++++ Given records

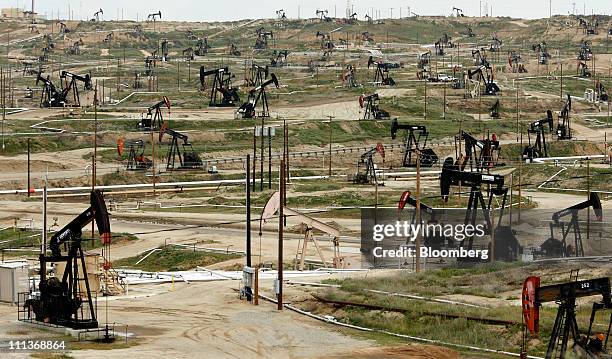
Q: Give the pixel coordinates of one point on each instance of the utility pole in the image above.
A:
(2, 81)
(330, 142)
(561, 90)
(418, 212)
(269, 157)
(93, 158)
(248, 209)
(262, 154)
(280, 237)
(518, 130)
(29, 183)
(254, 155)
(425, 101)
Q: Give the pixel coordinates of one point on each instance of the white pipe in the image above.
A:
(148, 254)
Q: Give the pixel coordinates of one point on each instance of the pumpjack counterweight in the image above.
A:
(565, 329)
(222, 93)
(187, 157)
(538, 149)
(257, 96)
(68, 302)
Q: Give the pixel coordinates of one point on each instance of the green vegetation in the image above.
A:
(169, 259)
(488, 280)
(21, 238)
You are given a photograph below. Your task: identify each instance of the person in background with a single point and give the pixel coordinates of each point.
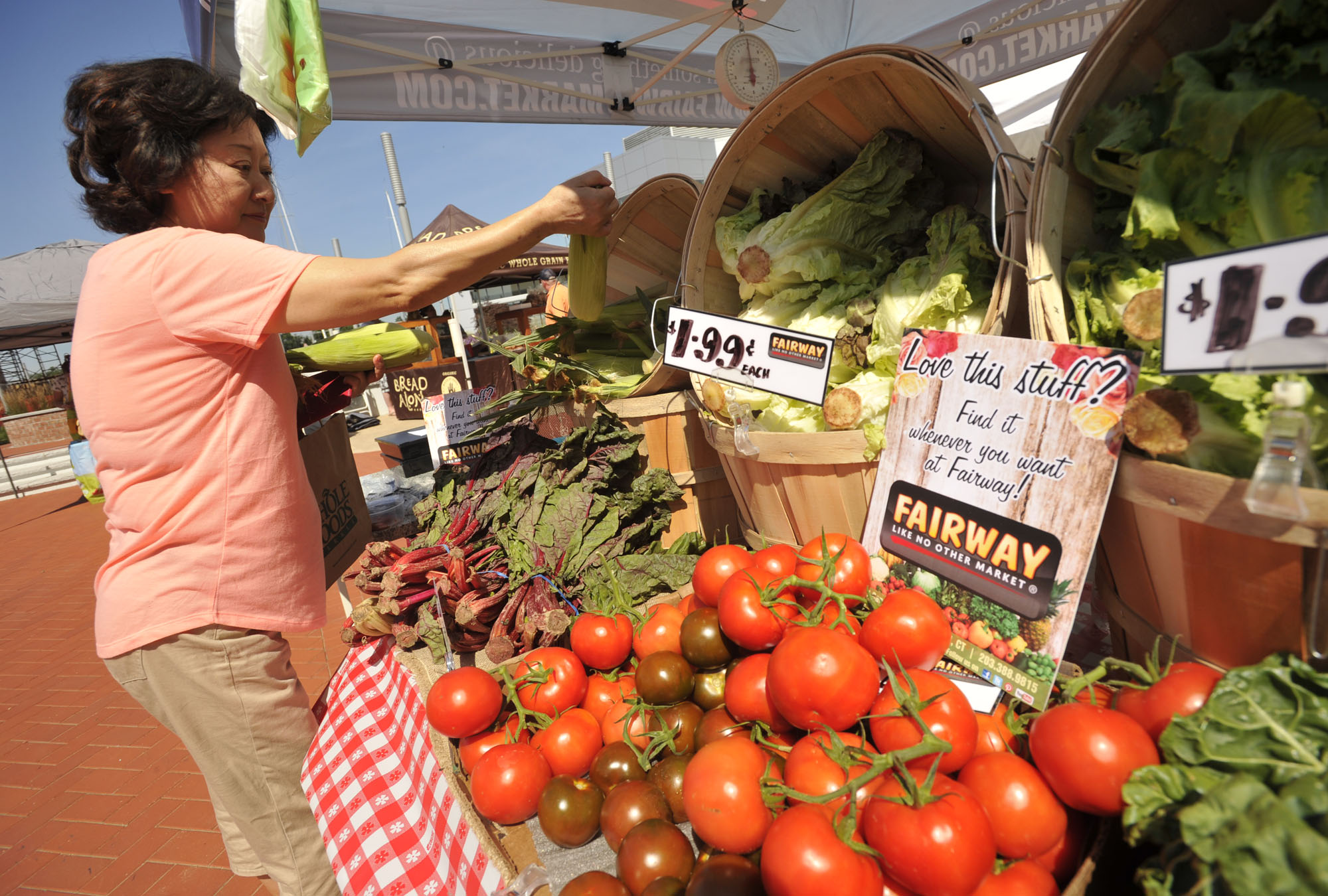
(556, 295)
(216, 538)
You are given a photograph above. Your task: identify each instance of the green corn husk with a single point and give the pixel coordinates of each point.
(588, 274)
(355, 350)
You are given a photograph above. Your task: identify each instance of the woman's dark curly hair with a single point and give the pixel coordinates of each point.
(137, 127)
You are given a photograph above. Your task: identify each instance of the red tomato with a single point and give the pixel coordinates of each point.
(1181, 692)
(852, 571)
(1087, 753)
(1064, 859)
(944, 849)
(778, 560)
(803, 854)
(508, 781)
(819, 678)
(811, 771)
(1021, 879)
(564, 688)
(994, 735)
(570, 744)
(952, 719)
(715, 567)
(722, 792)
(662, 631)
(602, 694)
(896, 889)
(602, 642)
(616, 725)
(1026, 816)
(909, 631)
(464, 702)
(475, 747)
(747, 694)
(746, 621)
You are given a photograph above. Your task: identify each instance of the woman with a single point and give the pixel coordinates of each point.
(191, 410)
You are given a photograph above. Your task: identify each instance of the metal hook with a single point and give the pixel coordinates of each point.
(997, 246)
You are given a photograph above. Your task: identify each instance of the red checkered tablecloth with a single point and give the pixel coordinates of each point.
(391, 825)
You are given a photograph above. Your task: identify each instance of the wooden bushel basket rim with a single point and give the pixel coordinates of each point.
(647, 258)
(967, 110)
(1125, 60)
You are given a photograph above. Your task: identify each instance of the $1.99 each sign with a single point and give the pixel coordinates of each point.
(783, 362)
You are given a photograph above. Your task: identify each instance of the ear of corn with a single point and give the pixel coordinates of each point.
(588, 273)
(355, 350)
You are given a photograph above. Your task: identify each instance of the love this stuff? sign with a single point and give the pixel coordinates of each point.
(999, 460)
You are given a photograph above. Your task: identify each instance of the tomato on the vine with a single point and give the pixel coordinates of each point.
(950, 717)
(941, 849)
(715, 567)
(852, 571)
(819, 678)
(1087, 753)
(1181, 692)
(811, 771)
(747, 694)
(621, 724)
(803, 854)
(746, 619)
(722, 792)
(475, 747)
(564, 688)
(570, 743)
(507, 784)
(1027, 820)
(602, 694)
(661, 631)
(1021, 879)
(602, 642)
(778, 560)
(464, 702)
(909, 631)
(995, 735)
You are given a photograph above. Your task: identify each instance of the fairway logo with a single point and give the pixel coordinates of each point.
(800, 351)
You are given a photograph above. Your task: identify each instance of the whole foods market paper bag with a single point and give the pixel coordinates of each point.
(337, 489)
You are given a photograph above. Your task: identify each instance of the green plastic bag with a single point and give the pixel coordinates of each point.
(284, 66)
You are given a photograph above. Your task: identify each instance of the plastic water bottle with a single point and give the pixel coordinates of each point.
(1286, 464)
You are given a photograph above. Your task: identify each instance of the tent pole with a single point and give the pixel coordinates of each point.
(10, 477)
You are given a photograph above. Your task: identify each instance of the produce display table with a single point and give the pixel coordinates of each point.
(391, 824)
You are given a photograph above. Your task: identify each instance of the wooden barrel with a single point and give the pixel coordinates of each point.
(1183, 557)
(1180, 553)
(800, 484)
(1128, 59)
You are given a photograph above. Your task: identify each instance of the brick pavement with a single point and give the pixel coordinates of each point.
(95, 796)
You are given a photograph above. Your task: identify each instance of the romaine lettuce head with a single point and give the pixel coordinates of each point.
(937, 290)
(847, 226)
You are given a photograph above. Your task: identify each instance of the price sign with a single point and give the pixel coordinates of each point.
(787, 363)
(1250, 311)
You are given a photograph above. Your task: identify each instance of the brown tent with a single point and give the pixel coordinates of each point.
(452, 221)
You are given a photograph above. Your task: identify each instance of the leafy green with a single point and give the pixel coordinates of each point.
(946, 289)
(857, 221)
(1241, 805)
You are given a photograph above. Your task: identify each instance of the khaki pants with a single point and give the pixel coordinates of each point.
(233, 698)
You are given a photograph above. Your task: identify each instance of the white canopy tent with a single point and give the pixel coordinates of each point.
(609, 62)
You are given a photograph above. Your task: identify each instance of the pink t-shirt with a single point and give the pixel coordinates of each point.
(191, 412)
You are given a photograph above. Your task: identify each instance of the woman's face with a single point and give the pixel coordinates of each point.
(229, 190)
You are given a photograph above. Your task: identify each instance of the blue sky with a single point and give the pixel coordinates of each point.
(335, 192)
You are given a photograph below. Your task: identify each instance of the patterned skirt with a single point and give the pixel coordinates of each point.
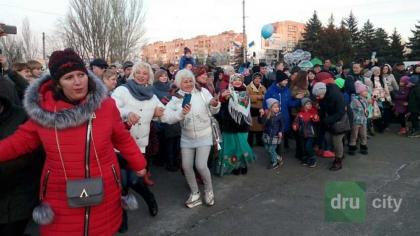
(235, 153)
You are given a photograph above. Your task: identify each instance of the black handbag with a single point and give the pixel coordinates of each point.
(341, 126)
(87, 191)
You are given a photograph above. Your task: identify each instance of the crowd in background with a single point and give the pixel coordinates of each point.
(166, 115)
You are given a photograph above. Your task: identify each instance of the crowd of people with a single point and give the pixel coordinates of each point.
(101, 127)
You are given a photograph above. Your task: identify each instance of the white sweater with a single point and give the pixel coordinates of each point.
(196, 124)
(126, 103)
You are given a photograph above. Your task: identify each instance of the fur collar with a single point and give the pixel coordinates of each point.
(66, 118)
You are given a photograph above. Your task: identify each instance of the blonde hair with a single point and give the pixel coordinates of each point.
(32, 64)
(109, 73)
(143, 66)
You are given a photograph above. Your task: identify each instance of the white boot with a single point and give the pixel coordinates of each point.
(209, 198)
(194, 200)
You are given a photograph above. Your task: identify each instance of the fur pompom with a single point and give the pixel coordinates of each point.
(129, 202)
(43, 214)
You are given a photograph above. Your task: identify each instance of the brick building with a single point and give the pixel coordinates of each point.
(201, 46)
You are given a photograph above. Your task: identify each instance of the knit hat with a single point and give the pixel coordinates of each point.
(405, 79)
(305, 100)
(271, 101)
(199, 70)
(414, 79)
(159, 74)
(375, 68)
(187, 50)
(128, 64)
(367, 74)
(360, 87)
(99, 63)
(236, 77)
(63, 62)
(319, 88)
(182, 74)
(280, 76)
(322, 76)
(389, 67)
(340, 82)
(255, 75)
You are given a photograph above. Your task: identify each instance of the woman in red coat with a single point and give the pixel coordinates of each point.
(59, 106)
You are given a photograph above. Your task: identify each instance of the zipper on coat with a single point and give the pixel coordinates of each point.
(44, 184)
(87, 175)
(117, 180)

++++++++

What you will do = Each entry gets copied exactly; the pictures stay out.

Worked solution =
Q: Give the pixel coordinates of one point on each instance of the utility pole in the image above.
A:
(2, 81)
(330, 142)
(561, 90)
(418, 212)
(269, 157)
(93, 158)
(248, 209)
(262, 154)
(280, 237)
(518, 130)
(29, 183)
(254, 155)
(425, 101)
Q: Give the pixel coordinates of one point on each instance of the white pipe in the image above.
A:
(148, 254)
Q: Give the pixel coordinates of one point on each instance of the pumpjack counterweight in the image above.
A:
(565, 329)
(222, 93)
(187, 157)
(538, 149)
(257, 96)
(68, 302)
Q: Give the pixel coordinates of one point on each instance of the green vegetation in the image above.
A:
(169, 259)
(488, 280)
(21, 238)
You are given a photograph below. Your task: identify each instance of the person in background with a single point and give the pixel coordinates of each point.
(556, 295)
(216, 538)
You are given a photograph above. Your task: identify each instance of the green corn husk with a single point and give the pixel coordinates of each point.
(588, 274)
(355, 350)
You are given a photograph above. Your task: identify each instance of the woman's dark curly hair with a single point and give the pixel coordinates of each point.
(137, 127)
You are given a photograph above. Your task: identify each instance of the red tomato with a single point and give the pixel coordinates of each point.
(1181, 692)
(852, 571)
(1087, 753)
(1064, 859)
(944, 849)
(778, 560)
(803, 854)
(508, 781)
(819, 678)
(811, 771)
(1021, 879)
(564, 688)
(994, 735)
(570, 744)
(952, 719)
(715, 567)
(722, 792)
(662, 631)
(602, 694)
(896, 889)
(602, 642)
(616, 725)
(1026, 816)
(909, 631)
(464, 702)
(475, 747)
(747, 694)
(746, 621)
You are given a photograph above. Your task: identify each instance of the woman with a single point and give the pixel coordinates of each point.
(191, 410)
You are given a photograph above. Your task: identify each instance of the metal hook with a single point and give the pixel coordinates of each point.
(997, 246)
You are given a photograph above. Your task: identify each instance of the red checkered tablecloth with a single point and give the pixel coordinates of each point.
(391, 825)
You are given a photograph above. Your task: identify each instance of the wooden bushel basket rim with a single point and give the pixel coordinates of each point.
(647, 258)
(967, 110)
(1125, 60)
You are given a photograph above. Your task: identify each instance of the $1.99 each sign with a single point and give the pixel coordinates of each point.
(783, 362)
You are given a photograph above. Your task: identify each instance of the ear of corn with a single point and give the pixel coordinates of each point.
(588, 273)
(355, 350)
You are given a photograph above. Your task: identify each instance of the love this stuff? sign with a single point and give the pixel coordinates of each point.
(999, 460)
You are given a photograph above. Your task: identify each instance of the tomato on the vine with a single point and give the pixel coordinates of each point.
(950, 717)
(941, 849)
(715, 567)
(852, 571)
(819, 678)
(1087, 753)
(1181, 692)
(811, 771)
(747, 694)
(621, 724)
(803, 854)
(746, 619)
(722, 792)
(475, 747)
(564, 688)
(570, 743)
(507, 784)
(1027, 820)
(602, 694)
(661, 631)
(1021, 879)
(602, 642)
(778, 560)
(464, 702)
(909, 631)
(995, 735)
You are given a photograph above. Your task: identify each instance of the fairway logo with a single point and give the pixel coordinates of each point.
(800, 351)
You are given a photograph above. Your task: identify each instance of the whole foods market paper bag with a single point and give the pixel coordinates of each point.
(337, 489)
You are given a photograph above. Your task: identify each instance of the green plastic bag with a single point and give the pixel coordinates of each point.
(284, 66)
You are given a photograph above. Your task: identify each instance of the plastic water bottle with a single point and give the pixel coordinates of each point.
(1286, 464)
You are given a photograph above. Your task: identify each instance of the tent pole with a single point and give the pixel coordinates of each point.
(10, 477)
You are given a photograph above. Your task: identify each instance of the produce display table with a single point and give the pixel coordinates of each point.
(391, 824)
You are given a photograph above. Your task: identify each instance of the wooden barrel with a single point and give the pixel coordinates of each point.
(1183, 557)
(1180, 553)
(800, 484)
(1128, 59)
You are given a photograph above. Your task: identify each instance of the brick pavement with a single point and give the pixel coordinates of each point.
(95, 796)
You are given a photograph above. Your task: identify each instance of the romaine lettuce head with a single point and give the pixel coordinates of each point.
(937, 290)
(847, 226)
You are given a photograph above. Your task: identify each instance of the price sign with a single point and give the pixel coordinates of each point.
(787, 363)
(1250, 311)
You are given a photograph above. Your task: identify each instance of the brown tent with a single point and give the pixel coordinates of each point.
(452, 221)
You are given a photograph above. Your task: identify each instance of the leafy green with a single point and give the pixel coordinates of each point.
(946, 289)
(857, 221)
(1241, 805)
You are given a photograph above. Your task: identify each instance of the khaki pants with a single point and give the pixel coordinates of each point.
(233, 698)
You are given a photograph above. Your task: identify each instance of the white canopy tent with a single point and give the pixel coordinates of each point.
(609, 62)
You are given a photograph above. Your task: identify each instance of the pink t-shirt with a single point and give the pixel coordinates of each point.
(191, 412)
You are given a photograph above. Your task: identify each instance of the woman's face with a single point and give the pixel coordinates of each point.
(229, 190)
You are given a photograph above. Your task: identify each instance of the blue sky with a single point and give the pixel coordinates of each point.
(335, 192)
You are given a photograph below. Your task: identify each instance of the patterned skirt with a single point and give the pixel coordinates of each point.
(235, 153)
You are given a photograph above. Your task: identify each instance of the black handbag with a single point and give the pixel coordinates of each point.
(341, 126)
(87, 191)
You are given a photograph above. Your task: identify each instance of the crowd in background with a single point and give the pixel coordinates of each point.
(166, 115)
You are given a photograph above. Your task: identify each instance of the crowd of people with a single point and give the pixel coordinates of each point.
(101, 127)
You are given a photograph above. Your task: identify each instance of the white sweater with a single point and give the pixel coordinates of each point.
(196, 124)
(126, 103)
You are given a photograph above. Your task: identify each instance of the fur collar with a single point and give the pixel coordinates of each point.
(66, 118)
You are given a photograph above. Your task: identify each instance of the blonde hair with a single point and give the pixel coordinates of each point.
(32, 64)
(109, 73)
(143, 66)
You are given a photograph above. Your task: identify each instance of the white boot with a single point and give the pixel coordinates of each point.
(209, 198)
(194, 200)
You are given a photograph above. Your task: identify each instance of the fur pompom with a single point and give the pixel coordinates of each point.
(129, 202)
(43, 214)
You are given a photograph above. Your task: identify each instance of the brick building with a single point and give the pixel coordinates of each point.
(201, 46)
You are given a photograph above. Your task: identify each instance of the knit hat with a single point and give the pixel coordinates of each point.
(405, 79)
(305, 100)
(271, 101)
(199, 70)
(414, 79)
(159, 74)
(375, 68)
(187, 50)
(128, 64)
(367, 74)
(360, 87)
(99, 63)
(236, 77)
(63, 62)
(319, 88)
(182, 74)
(280, 76)
(322, 76)
(389, 67)
(340, 82)
(255, 75)
You are given a photograph above. Your task: identify each instance of the woman in red coat with a single point and give the pixel coordinates of each point.
(59, 106)
You are given a photograph above. Your task: identify each instance of the zipper on coat with a single point and give the pixel coordinates of each point.
(44, 184)
(87, 175)
(117, 180)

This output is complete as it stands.